#### Provided entries
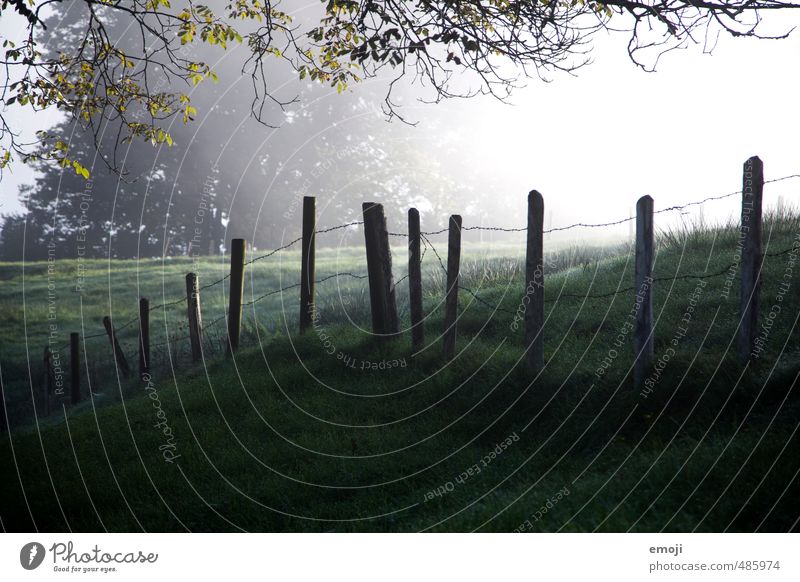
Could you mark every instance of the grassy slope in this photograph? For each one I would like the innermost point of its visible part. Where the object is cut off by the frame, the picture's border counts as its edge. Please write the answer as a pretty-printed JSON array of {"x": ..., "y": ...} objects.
[{"x": 289, "y": 438}]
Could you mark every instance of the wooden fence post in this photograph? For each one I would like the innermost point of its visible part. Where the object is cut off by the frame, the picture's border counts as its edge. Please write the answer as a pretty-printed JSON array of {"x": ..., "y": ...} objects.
[
  {"x": 195, "y": 316},
  {"x": 47, "y": 385},
  {"x": 144, "y": 337},
  {"x": 75, "y": 366},
  {"x": 307, "y": 264},
  {"x": 752, "y": 190},
  {"x": 415, "y": 279},
  {"x": 119, "y": 355},
  {"x": 379, "y": 268},
  {"x": 451, "y": 299},
  {"x": 643, "y": 328},
  {"x": 3, "y": 420},
  {"x": 534, "y": 284},
  {"x": 236, "y": 293}
]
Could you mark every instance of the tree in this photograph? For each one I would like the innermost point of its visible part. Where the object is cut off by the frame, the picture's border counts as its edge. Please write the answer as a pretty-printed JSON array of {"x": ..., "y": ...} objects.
[{"x": 129, "y": 76}]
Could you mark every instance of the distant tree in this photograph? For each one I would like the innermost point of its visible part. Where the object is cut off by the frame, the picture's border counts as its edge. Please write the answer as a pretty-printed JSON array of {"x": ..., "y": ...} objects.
[
  {"x": 12, "y": 238},
  {"x": 129, "y": 75}
]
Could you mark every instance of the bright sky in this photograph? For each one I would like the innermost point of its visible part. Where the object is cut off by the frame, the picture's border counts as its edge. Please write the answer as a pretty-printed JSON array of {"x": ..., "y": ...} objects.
[{"x": 593, "y": 144}]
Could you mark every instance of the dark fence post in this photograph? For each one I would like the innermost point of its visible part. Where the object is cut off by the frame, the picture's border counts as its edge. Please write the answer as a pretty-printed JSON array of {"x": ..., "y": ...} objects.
[
  {"x": 534, "y": 283},
  {"x": 415, "y": 279},
  {"x": 451, "y": 300},
  {"x": 75, "y": 366},
  {"x": 119, "y": 355},
  {"x": 47, "y": 385},
  {"x": 307, "y": 263},
  {"x": 236, "y": 293},
  {"x": 643, "y": 328},
  {"x": 3, "y": 420},
  {"x": 752, "y": 190},
  {"x": 379, "y": 269},
  {"x": 195, "y": 316},
  {"x": 144, "y": 337}
]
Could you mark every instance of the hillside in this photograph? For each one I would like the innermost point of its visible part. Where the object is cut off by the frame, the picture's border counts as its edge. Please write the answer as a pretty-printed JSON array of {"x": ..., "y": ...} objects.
[{"x": 331, "y": 431}]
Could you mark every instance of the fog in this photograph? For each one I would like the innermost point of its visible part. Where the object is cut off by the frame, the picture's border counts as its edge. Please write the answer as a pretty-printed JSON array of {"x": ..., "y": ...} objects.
[{"x": 591, "y": 144}]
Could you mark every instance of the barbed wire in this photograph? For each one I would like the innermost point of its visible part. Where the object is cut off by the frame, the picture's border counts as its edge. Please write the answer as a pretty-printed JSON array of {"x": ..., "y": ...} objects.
[
  {"x": 427, "y": 244},
  {"x": 606, "y": 295},
  {"x": 611, "y": 223}
]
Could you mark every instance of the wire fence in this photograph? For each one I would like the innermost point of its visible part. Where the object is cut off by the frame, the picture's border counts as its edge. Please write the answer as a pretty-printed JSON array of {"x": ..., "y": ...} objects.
[
  {"x": 428, "y": 245},
  {"x": 170, "y": 342}
]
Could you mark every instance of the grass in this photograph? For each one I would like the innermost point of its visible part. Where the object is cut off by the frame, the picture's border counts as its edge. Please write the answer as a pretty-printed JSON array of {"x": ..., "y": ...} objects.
[{"x": 293, "y": 435}]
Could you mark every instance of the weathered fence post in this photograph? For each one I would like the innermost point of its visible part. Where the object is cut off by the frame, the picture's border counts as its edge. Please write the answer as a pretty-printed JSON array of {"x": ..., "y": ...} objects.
[
  {"x": 236, "y": 293},
  {"x": 643, "y": 328},
  {"x": 451, "y": 299},
  {"x": 195, "y": 316},
  {"x": 534, "y": 284},
  {"x": 307, "y": 264},
  {"x": 47, "y": 385},
  {"x": 144, "y": 337},
  {"x": 3, "y": 421},
  {"x": 75, "y": 366},
  {"x": 752, "y": 190},
  {"x": 119, "y": 355},
  {"x": 379, "y": 269},
  {"x": 415, "y": 279}
]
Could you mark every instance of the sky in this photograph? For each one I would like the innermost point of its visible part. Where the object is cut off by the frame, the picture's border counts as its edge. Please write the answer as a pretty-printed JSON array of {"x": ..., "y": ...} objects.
[{"x": 592, "y": 144}]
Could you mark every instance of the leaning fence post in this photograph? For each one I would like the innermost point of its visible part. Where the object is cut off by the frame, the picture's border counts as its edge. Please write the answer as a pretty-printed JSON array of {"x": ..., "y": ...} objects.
[
  {"x": 47, "y": 385},
  {"x": 643, "y": 328},
  {"x": 534, "y": 284},
  {"x": 752, "y": 189},
  {"x": 415, "y": 279},
  {"x": 307, "y": 264},
  {"x": 195, "y": 316},
  {"x": 119, "y": 355},
  {"x": 379, "y": 269},
  {"x": 451, "y": 300},
  {"x": 144, "y": 337},
  {"x": 75, "y": 366},
  {"x": 236, "y": 293}
]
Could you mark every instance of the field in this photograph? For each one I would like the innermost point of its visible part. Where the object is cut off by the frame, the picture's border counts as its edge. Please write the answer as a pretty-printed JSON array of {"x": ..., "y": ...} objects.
[{"x": 332, "y": 431}]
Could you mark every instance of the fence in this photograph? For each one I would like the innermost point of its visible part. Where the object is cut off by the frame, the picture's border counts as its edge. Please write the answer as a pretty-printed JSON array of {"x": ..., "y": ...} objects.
[{"x": 385, "y": 321}]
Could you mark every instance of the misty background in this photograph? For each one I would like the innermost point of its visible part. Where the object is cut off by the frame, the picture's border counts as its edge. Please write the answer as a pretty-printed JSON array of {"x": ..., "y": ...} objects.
[{"x": 592, "y": 144}]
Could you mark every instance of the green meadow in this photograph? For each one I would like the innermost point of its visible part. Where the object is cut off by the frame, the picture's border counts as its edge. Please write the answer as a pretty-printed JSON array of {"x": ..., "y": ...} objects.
[{"x": 334, "y": 431}]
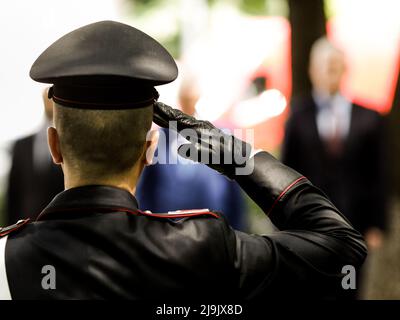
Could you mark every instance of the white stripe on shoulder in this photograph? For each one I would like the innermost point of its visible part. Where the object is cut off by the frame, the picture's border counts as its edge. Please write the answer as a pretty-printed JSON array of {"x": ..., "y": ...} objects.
[{"x": 5, "y": 293}]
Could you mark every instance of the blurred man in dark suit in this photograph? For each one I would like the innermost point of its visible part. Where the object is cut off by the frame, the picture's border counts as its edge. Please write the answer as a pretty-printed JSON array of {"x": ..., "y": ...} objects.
[
  {"x": 34, "y": 179},
  {"x": 339, "y": 145}
]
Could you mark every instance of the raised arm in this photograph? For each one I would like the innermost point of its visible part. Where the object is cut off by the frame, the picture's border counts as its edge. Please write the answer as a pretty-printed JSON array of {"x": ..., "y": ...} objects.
[{"x": 314, "y": 244}]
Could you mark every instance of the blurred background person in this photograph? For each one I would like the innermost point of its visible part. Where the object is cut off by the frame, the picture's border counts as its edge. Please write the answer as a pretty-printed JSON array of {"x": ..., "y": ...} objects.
[
  {"x": 167, "y": 186},
  {"x": 34, "y": 179},
  {"x": 339, "y": 145}
]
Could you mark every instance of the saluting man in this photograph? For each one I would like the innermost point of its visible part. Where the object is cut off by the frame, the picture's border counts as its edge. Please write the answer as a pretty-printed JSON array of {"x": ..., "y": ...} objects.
[{"x": 97, "y": 243}]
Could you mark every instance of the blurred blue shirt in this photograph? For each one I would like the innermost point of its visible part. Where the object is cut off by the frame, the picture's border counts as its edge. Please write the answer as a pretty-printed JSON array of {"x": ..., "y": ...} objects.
[{"x": 188, "y": 185}]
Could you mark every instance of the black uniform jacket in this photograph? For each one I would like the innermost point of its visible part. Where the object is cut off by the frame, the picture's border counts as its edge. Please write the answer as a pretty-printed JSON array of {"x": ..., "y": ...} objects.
[{"x": 102, "y": 246}]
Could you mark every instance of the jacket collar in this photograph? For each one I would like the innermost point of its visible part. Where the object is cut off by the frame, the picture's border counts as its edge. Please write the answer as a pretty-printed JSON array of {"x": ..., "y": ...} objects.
[{"x": 89, "y": 199}]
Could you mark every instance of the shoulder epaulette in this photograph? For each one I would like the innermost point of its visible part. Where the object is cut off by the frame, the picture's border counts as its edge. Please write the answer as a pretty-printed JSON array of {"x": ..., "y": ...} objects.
[
  {"x": 181, "y": 213},
  {"x": 7, "y": 230}
]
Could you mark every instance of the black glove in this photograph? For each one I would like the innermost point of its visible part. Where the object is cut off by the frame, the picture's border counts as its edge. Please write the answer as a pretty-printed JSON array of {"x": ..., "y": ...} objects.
[{"x": 208, "y": 145}]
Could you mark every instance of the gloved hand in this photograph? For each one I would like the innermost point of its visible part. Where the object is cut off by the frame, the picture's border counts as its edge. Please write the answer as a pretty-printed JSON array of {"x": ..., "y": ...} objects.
[{"x": 208, "y": 144}]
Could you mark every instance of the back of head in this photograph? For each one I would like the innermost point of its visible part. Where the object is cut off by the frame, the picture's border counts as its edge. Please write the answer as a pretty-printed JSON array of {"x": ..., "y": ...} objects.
[
  {"x": 103, "y": 77},
  {"x": 102, "y": 142}
]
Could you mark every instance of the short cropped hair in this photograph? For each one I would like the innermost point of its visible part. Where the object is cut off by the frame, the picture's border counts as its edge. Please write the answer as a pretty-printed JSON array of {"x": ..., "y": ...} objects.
[{"x": 102, "y": 142}]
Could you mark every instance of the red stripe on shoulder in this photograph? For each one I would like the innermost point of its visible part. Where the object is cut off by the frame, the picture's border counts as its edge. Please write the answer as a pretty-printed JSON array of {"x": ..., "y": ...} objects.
[
  {"x": 283, "y": 193},
  {"x": 7, "y": 230},
  {"x": 180, "y": 213}
]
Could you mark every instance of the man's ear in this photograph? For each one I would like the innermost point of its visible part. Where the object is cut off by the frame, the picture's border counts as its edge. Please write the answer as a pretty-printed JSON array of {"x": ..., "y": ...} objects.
[
  {"x": 151, "y": 146},
  {"x": 54, "y": 145}
]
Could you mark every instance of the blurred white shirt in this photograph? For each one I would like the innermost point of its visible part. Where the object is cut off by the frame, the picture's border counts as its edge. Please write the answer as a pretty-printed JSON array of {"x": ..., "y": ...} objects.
[{"x": 333, "y": 115}]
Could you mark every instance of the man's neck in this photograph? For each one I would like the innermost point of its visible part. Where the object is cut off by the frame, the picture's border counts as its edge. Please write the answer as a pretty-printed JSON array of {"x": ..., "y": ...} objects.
[{"x": 127, "y": 182}]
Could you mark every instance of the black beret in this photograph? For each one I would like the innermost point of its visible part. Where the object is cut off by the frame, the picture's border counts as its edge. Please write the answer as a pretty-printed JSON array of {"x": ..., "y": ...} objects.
[{"x": 105, "y": 65}]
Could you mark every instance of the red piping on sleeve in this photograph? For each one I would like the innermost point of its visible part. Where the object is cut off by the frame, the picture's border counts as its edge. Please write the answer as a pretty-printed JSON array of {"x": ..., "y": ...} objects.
[{"x": 284, "y": 192}]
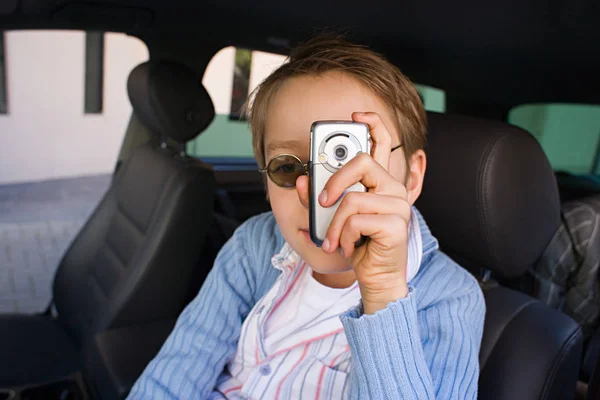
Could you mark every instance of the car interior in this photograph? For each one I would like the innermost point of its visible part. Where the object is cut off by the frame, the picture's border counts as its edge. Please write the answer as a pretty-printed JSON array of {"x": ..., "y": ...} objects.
[{"x": 490, "y": 196}]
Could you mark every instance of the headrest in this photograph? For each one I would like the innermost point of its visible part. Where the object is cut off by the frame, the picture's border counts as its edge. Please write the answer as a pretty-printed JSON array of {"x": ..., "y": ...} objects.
[
  {"x": 489, "y": 195},
  {"x": 170, "y": 100}
]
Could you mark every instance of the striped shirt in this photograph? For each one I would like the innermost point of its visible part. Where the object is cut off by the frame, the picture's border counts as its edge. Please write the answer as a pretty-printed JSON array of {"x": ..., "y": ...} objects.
[
  {"x": 292, "y": 344},
  {"x": 424, "y": 346}
]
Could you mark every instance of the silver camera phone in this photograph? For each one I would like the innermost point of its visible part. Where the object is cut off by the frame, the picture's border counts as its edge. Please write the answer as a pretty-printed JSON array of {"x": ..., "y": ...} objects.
[{"x": 332, "y": 145}]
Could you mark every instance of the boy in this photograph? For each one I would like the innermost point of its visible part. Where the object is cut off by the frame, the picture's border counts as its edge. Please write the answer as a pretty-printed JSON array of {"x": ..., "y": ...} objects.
[{"x": 280, "y": 318}]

#### What the task requires
From the line holding "Could you mark every instance of the striped" to the last line of the records, quote each line exactly and add nothing.

#### Written solution
Could you mark every instance of the striped shirt in this photograph? For each one I would like the innermost point of its visible part. Where the object is cut off by the frame, the picture's border counts as its edge. Please write the answer as a pretty-printed JSON array of {"x": ..., "y": ...} objects.
[
  {"x": 292, "y": 344},
  {"x": 424, "y": 346}
]
Could you mark every instance of the silver camera phone in this photograph? For each one I would like the innermost point of its visible part. Where the object is cut off by the frame, the picture's border counts as its edge. Please write the answer as a pretty-printed JSON array of {"x": ..., "y": ...} objects.
[{"x": 332, "y": 145}]
Could you mark every instance of the boy in this photograph? For each one I would like the innermost point of its visible part. Where the object is cut off by the frame, the picture's border counts as its edge. Please write the answer as a pretty-printed JSON array of {"x": ..., "y": ...} objects.
[{"x": 280, "y": 318}]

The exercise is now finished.